EXERCISE PROMPT - Copy out everything from the line containing "the river and" down to the line containing "column 766, row 774", both included, with every character unchanged.

-- BEGIN DATASET EXTRACT --

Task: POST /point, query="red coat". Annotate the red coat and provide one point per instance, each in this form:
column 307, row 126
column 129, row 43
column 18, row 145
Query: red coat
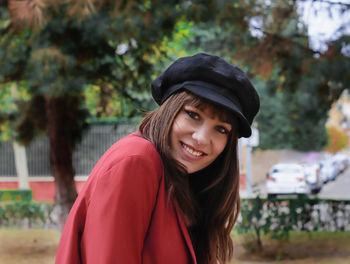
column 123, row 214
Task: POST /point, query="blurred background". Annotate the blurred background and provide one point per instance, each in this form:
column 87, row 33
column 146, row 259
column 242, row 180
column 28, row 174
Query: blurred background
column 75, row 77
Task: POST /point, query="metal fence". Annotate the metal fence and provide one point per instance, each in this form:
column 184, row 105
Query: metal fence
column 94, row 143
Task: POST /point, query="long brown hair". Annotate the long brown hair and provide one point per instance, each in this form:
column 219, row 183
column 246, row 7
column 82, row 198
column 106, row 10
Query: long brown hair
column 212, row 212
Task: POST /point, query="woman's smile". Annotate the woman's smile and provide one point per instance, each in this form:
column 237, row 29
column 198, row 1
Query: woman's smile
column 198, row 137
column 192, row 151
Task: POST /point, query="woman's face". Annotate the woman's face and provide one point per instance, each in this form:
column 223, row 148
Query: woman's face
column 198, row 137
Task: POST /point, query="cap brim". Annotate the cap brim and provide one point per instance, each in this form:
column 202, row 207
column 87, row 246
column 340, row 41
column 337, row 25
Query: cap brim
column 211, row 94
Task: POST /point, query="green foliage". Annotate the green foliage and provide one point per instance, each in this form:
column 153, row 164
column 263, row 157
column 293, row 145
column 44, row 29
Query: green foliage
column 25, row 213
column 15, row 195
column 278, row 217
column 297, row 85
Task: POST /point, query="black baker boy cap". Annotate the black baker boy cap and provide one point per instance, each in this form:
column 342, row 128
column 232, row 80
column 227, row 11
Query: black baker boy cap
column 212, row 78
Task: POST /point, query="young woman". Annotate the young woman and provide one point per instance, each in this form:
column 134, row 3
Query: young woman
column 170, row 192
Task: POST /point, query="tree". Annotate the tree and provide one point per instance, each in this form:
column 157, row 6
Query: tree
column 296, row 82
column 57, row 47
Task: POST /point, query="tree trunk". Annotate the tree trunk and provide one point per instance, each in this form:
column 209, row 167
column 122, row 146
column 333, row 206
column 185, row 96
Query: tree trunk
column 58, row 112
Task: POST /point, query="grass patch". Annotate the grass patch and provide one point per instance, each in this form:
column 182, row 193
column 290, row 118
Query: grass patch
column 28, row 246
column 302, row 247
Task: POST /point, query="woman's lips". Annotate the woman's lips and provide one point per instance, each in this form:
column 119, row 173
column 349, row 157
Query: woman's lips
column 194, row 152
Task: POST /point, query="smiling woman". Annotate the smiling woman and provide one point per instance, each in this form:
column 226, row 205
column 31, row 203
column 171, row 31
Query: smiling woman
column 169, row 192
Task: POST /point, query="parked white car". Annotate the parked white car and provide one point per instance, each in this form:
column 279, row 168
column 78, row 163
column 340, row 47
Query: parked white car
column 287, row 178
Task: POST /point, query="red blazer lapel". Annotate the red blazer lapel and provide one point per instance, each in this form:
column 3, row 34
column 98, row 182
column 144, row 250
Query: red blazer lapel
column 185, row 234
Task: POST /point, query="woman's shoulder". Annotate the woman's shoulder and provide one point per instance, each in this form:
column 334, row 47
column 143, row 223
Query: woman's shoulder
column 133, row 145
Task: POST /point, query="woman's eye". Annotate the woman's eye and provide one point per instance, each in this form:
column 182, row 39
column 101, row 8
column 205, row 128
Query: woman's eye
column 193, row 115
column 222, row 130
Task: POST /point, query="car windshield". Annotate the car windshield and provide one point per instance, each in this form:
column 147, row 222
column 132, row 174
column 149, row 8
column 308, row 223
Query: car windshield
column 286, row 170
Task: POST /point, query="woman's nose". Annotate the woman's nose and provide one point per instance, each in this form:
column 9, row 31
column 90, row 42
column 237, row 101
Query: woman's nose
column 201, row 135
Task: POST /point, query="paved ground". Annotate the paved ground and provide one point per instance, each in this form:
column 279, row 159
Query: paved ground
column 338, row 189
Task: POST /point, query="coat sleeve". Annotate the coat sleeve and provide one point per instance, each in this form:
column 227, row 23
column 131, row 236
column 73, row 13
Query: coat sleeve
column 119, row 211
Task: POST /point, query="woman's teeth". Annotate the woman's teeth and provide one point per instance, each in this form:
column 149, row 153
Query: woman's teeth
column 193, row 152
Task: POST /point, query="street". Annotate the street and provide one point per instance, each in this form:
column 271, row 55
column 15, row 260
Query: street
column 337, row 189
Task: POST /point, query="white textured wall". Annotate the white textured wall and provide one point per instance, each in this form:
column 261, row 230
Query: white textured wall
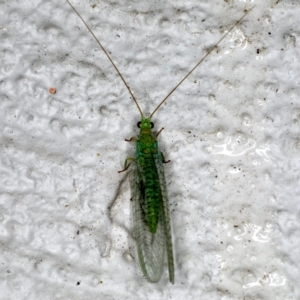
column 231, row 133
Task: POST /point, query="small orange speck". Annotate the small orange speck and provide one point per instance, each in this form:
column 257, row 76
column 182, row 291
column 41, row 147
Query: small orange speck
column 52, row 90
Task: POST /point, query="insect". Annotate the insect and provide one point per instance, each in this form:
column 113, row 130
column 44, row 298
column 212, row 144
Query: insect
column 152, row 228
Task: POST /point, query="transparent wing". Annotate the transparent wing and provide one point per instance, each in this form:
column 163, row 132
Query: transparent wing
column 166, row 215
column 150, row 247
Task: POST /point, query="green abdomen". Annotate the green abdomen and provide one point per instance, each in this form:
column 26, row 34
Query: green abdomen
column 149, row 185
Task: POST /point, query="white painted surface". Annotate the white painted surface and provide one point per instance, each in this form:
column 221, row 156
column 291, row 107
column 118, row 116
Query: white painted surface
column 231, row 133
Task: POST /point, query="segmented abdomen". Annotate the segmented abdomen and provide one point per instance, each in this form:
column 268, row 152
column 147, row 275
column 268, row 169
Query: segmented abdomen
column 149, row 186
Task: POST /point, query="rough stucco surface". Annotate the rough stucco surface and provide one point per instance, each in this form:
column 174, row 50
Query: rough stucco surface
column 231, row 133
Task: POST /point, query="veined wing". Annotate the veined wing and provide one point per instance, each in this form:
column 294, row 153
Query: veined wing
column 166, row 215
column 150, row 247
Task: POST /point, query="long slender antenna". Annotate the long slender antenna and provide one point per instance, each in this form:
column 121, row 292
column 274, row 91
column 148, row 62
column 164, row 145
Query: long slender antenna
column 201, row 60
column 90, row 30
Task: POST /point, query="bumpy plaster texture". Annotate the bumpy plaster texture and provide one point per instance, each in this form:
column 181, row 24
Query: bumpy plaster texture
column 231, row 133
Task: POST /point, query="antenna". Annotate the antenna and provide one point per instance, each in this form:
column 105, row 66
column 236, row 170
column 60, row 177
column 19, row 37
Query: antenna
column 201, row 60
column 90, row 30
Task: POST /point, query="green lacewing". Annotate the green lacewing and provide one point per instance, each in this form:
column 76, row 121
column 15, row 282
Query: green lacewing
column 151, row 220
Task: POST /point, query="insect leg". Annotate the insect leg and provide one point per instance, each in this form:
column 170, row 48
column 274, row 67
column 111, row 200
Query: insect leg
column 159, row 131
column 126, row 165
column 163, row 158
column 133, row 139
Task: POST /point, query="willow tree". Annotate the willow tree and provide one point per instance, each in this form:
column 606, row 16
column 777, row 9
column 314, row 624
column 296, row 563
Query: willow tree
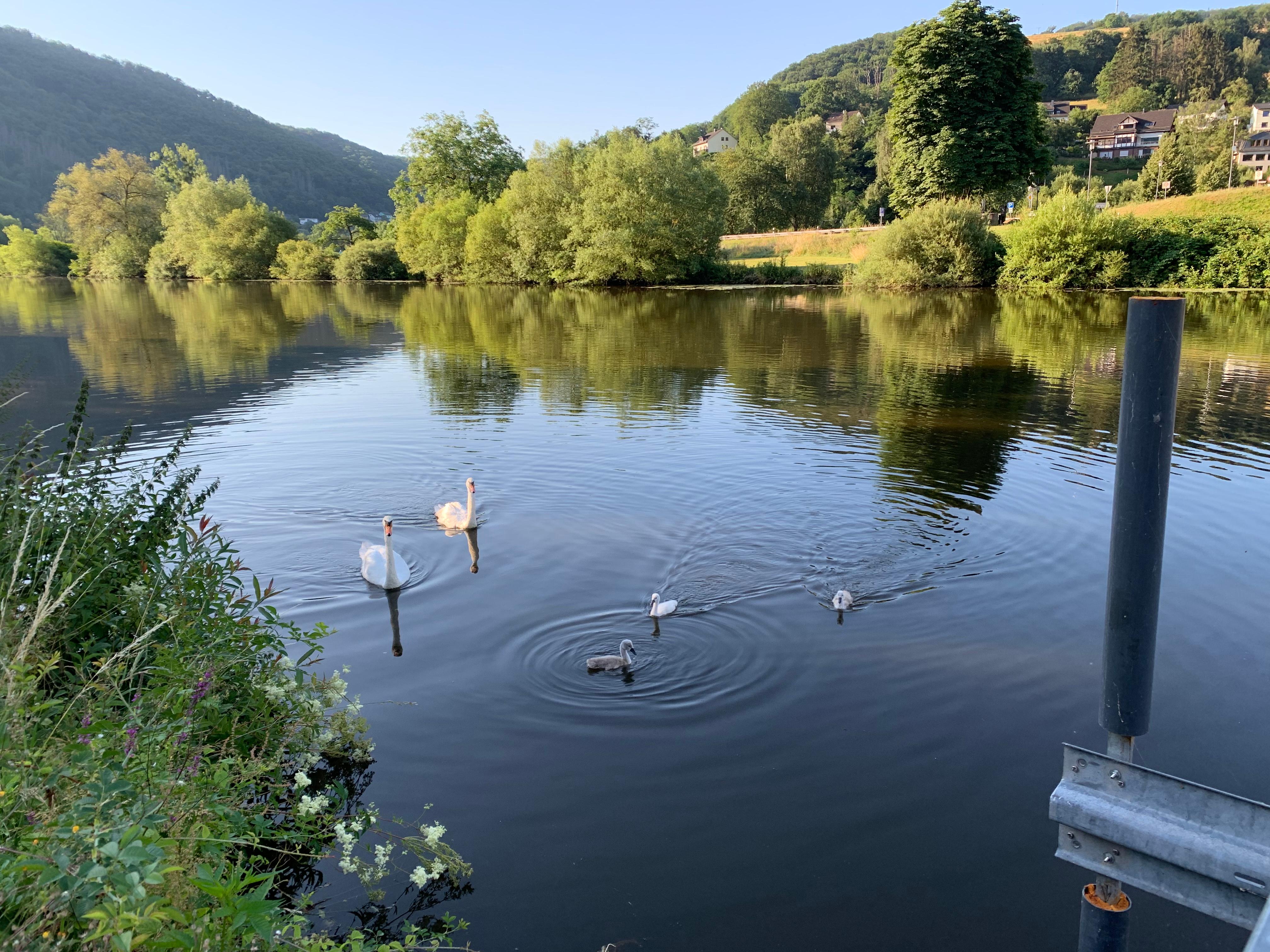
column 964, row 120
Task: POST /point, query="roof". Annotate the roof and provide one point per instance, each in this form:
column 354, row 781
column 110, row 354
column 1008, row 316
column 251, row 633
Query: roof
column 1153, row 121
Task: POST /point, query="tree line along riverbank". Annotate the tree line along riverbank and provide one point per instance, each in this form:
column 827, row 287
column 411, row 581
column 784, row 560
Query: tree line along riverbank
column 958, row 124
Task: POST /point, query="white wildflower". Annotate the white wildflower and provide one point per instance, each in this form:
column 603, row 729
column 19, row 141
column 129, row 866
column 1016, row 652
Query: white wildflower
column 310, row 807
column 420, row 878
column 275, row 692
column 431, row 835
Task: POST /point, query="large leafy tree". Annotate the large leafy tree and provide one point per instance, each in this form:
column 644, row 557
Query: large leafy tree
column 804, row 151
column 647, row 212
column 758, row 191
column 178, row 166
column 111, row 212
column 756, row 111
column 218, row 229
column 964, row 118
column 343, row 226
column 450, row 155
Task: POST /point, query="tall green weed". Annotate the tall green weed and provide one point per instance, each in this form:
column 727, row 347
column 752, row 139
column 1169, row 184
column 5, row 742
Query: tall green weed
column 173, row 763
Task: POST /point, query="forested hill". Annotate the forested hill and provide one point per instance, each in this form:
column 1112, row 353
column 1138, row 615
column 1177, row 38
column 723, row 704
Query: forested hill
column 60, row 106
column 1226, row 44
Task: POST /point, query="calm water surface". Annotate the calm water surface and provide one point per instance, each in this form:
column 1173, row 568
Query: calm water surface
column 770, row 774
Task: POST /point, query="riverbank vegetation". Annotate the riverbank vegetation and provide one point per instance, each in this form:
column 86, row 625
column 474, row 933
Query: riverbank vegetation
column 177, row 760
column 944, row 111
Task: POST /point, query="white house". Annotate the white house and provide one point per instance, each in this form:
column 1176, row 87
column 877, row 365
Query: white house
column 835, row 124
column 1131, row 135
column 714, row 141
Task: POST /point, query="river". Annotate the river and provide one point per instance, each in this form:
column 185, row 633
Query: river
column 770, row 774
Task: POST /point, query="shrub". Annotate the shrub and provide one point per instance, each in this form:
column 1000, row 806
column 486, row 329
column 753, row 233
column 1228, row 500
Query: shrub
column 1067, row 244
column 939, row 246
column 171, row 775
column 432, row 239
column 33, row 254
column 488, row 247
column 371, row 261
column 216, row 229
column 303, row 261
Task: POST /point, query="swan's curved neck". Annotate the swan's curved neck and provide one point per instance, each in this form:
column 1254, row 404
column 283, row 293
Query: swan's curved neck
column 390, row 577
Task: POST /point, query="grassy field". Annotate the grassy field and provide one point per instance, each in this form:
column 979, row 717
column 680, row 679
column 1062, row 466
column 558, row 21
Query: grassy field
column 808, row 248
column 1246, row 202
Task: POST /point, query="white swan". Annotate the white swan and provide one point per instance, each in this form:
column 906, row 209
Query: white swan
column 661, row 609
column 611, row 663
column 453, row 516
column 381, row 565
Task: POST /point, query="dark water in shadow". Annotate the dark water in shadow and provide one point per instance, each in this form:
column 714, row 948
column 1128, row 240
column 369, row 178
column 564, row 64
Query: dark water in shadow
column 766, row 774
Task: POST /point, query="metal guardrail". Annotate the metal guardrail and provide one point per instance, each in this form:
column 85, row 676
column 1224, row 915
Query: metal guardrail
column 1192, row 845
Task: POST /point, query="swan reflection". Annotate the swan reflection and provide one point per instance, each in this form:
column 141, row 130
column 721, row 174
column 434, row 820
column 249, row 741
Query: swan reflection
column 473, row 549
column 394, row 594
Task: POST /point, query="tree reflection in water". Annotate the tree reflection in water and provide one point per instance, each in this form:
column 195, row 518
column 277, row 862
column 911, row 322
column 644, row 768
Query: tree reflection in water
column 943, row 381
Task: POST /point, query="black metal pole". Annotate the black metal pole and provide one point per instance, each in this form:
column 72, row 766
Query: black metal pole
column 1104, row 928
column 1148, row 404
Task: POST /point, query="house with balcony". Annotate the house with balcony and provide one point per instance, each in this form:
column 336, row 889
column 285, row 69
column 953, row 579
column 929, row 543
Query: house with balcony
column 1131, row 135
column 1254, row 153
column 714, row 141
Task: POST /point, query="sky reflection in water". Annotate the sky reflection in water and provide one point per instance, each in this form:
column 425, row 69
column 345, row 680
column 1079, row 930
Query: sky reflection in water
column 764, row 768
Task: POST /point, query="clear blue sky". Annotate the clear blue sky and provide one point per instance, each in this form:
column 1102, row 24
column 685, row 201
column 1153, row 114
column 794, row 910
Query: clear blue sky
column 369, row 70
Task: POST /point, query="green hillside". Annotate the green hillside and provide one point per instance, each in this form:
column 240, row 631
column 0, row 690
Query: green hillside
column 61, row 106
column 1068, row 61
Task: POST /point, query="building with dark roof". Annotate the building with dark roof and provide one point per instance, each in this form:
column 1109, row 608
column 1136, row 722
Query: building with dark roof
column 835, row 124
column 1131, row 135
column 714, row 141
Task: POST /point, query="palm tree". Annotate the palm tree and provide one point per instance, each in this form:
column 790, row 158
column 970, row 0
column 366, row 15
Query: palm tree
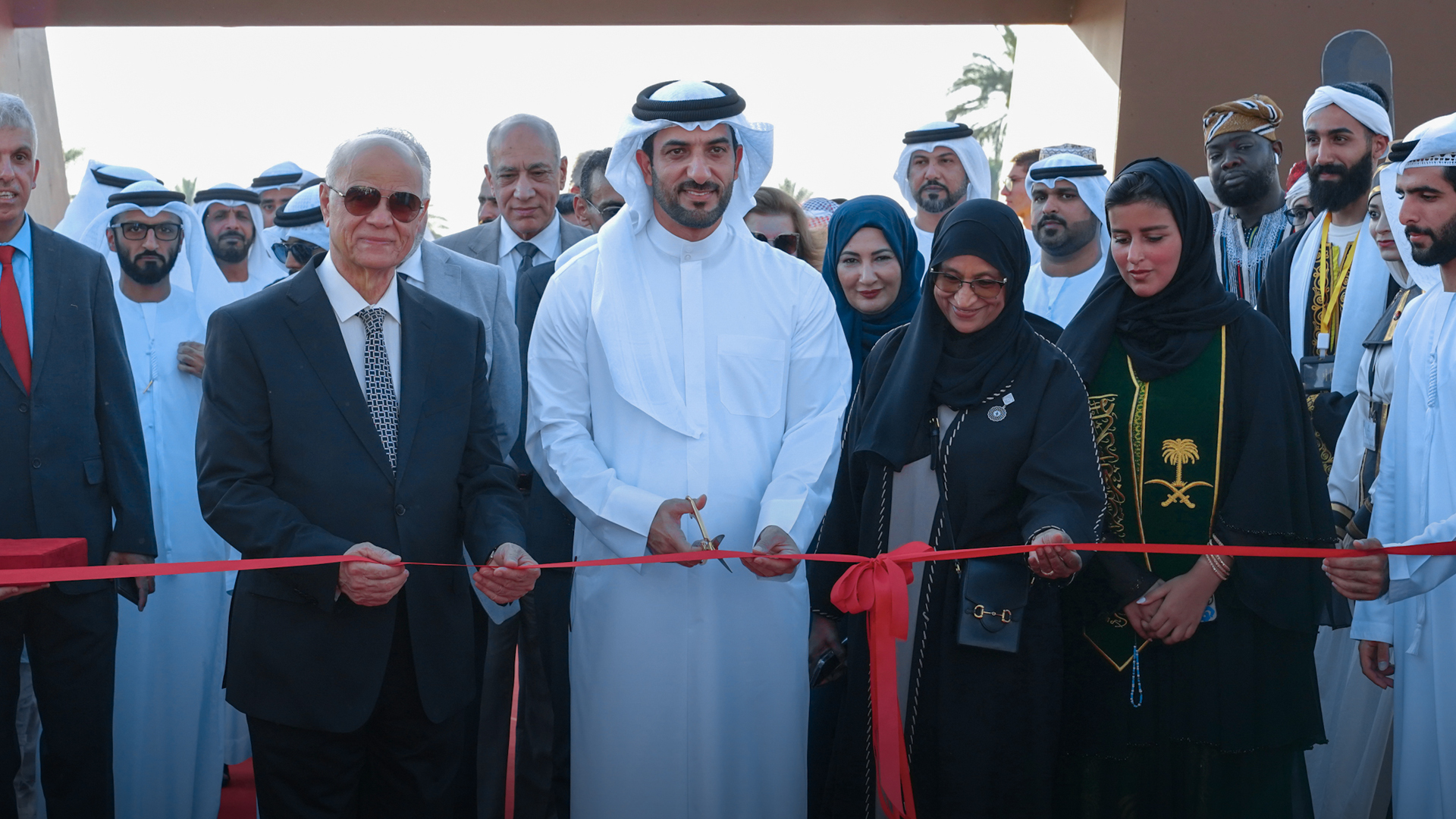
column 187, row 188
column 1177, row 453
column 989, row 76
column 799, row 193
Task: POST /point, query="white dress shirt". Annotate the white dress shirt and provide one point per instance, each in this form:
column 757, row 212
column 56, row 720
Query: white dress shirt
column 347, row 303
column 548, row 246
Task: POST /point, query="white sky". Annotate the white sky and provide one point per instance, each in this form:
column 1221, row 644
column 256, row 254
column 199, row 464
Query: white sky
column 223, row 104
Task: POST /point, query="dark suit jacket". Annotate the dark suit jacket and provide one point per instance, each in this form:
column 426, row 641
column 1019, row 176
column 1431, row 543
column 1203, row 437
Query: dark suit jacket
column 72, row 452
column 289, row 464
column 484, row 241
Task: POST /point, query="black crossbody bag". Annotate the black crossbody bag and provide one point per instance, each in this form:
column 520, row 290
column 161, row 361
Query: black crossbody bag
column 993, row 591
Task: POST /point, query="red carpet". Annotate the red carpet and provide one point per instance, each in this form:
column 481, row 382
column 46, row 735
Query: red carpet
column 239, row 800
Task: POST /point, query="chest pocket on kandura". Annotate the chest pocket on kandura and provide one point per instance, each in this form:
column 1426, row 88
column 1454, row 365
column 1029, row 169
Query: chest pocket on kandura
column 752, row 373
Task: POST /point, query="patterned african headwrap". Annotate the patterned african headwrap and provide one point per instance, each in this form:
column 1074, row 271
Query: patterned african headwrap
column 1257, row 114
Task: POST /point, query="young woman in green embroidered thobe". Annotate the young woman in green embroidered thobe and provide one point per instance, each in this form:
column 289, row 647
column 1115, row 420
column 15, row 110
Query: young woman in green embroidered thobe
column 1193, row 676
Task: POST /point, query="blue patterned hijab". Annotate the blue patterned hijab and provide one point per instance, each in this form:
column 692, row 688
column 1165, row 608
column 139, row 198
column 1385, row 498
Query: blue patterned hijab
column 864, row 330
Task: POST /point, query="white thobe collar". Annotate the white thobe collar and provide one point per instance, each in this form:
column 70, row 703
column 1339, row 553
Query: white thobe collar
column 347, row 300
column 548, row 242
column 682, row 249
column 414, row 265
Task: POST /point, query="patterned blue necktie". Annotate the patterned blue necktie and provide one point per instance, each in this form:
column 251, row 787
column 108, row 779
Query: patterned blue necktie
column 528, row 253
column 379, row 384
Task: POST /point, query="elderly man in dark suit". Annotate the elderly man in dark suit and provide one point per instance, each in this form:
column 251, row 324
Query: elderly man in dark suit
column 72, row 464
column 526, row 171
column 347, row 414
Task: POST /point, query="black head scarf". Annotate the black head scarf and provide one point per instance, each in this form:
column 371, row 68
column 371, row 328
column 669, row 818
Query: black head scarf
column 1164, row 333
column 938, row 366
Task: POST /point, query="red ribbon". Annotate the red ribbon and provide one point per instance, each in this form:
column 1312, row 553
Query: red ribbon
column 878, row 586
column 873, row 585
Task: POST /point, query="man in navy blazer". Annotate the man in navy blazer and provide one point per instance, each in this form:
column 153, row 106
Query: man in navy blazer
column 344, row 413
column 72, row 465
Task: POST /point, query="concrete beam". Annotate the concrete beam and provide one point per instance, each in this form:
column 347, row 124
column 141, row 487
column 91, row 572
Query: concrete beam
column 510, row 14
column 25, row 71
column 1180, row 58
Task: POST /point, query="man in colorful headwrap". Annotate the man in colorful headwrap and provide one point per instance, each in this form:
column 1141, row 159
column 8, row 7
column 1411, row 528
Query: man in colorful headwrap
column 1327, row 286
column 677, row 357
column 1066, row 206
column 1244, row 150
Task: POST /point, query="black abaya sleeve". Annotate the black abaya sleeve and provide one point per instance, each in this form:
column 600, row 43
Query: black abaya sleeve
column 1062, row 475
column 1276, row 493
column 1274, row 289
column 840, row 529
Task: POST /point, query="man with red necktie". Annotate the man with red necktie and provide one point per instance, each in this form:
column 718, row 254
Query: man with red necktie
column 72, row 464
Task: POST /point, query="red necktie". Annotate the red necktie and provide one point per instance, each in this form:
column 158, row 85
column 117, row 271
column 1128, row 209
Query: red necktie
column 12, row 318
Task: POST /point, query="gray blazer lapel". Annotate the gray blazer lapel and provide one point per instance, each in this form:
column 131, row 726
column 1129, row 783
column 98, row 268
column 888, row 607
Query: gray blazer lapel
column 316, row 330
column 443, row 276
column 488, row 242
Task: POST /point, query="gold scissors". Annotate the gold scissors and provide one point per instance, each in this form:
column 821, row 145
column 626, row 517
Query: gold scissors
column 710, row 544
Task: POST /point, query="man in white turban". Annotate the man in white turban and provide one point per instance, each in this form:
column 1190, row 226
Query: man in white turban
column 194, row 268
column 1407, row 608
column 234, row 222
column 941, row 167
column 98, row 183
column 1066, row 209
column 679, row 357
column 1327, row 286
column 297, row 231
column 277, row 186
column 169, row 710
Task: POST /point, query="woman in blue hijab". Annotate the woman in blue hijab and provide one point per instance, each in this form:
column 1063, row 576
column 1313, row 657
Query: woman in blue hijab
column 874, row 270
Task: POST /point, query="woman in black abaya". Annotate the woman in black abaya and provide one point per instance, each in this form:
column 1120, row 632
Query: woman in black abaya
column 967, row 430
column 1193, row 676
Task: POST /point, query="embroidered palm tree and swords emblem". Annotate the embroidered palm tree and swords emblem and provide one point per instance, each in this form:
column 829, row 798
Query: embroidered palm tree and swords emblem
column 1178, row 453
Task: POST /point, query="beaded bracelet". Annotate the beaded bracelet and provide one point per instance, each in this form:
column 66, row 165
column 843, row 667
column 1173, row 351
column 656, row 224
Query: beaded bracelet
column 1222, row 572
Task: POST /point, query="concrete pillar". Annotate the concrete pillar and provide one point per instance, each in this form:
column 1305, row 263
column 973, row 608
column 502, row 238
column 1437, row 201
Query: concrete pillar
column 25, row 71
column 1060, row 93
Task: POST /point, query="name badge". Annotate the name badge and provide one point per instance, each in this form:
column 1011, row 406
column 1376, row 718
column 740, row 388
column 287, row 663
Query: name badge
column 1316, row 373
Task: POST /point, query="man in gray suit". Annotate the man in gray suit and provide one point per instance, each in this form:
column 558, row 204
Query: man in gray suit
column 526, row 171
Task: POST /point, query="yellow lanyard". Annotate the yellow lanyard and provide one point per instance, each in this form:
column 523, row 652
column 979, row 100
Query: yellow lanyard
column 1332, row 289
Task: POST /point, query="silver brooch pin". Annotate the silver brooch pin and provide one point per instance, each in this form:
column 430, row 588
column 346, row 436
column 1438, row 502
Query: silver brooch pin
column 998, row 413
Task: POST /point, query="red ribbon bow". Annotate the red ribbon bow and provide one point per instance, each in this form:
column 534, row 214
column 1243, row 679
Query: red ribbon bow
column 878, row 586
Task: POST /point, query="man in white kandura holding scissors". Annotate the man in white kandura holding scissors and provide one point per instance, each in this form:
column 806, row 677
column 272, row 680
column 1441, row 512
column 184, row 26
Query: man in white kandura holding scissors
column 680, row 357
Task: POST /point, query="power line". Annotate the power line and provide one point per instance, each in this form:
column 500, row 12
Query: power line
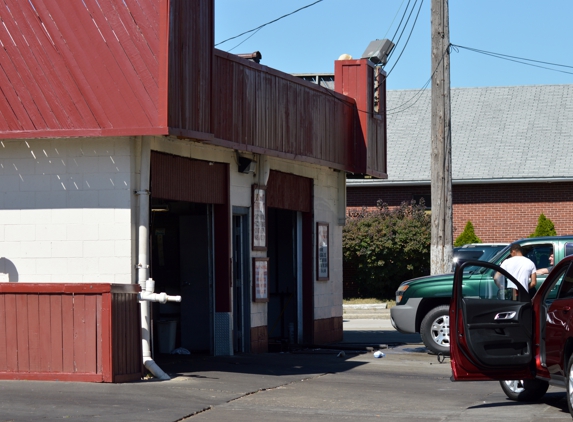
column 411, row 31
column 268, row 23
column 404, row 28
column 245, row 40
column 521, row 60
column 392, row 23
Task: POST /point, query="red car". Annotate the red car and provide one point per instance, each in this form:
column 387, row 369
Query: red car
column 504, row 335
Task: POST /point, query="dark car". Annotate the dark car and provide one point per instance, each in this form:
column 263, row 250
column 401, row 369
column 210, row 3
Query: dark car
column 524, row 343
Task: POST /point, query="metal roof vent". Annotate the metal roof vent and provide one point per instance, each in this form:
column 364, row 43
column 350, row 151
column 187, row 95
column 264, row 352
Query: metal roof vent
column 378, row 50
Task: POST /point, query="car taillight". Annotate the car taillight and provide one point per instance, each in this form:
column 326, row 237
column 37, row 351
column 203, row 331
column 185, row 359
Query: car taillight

-- END DATASET EXTRACT --

SOLUTION TO THE EXERCISE -
Task: POST /point, query="river". Annotate the river and provide one point per instance, each in this form:
column 185, row 633
Query: river
column 770, row 774
Task: POST /point, query="shrub". Annotate the shrub and provide one point per instance, each in this form:
column 1000, row 806
column 486, row 329
column 753, row 233
column 1228, row 500
Query: shrub
column 1067, row 244
column 939, row 246
column 171, row 775
column 432, row 239
column 33, row 254
column 488, row 247
column 371, row 261
column 216, row 229
column 303, row 261
Task: POST /point, query="swan's curved neck". Annotate the swan's curved neck and provide one point per instance, each in this form:
column 1254, row 404
column 283, row 293
Query: swan's curved neck
column 390, row 577
Task: POST /point, query="grassy field". Annotate the grassy field and provide one point per instance, each in this form:
column 979, row 717
column 680, row 679
column 1062, row 466
column 558, row 21
Query: grassy field
column 808, row 248
column 1246, row 202
Task: POST /point, query="white swan". Annotate the white swan and provide one point per instance, each in this form:
column 906, row 209
Query: white swan
column 661, row 609
column 611, row 663
column 453, row 516
column 381, row 565
Task: POST /point, query="dark water in shadow". Annotate the dark water in shadow and provide one point per instance, each in this form:
column 714, row 948
column 1128, row 240
column 369, row 178
column 564, row 64
Query: dark water in shadow
column 766, row 774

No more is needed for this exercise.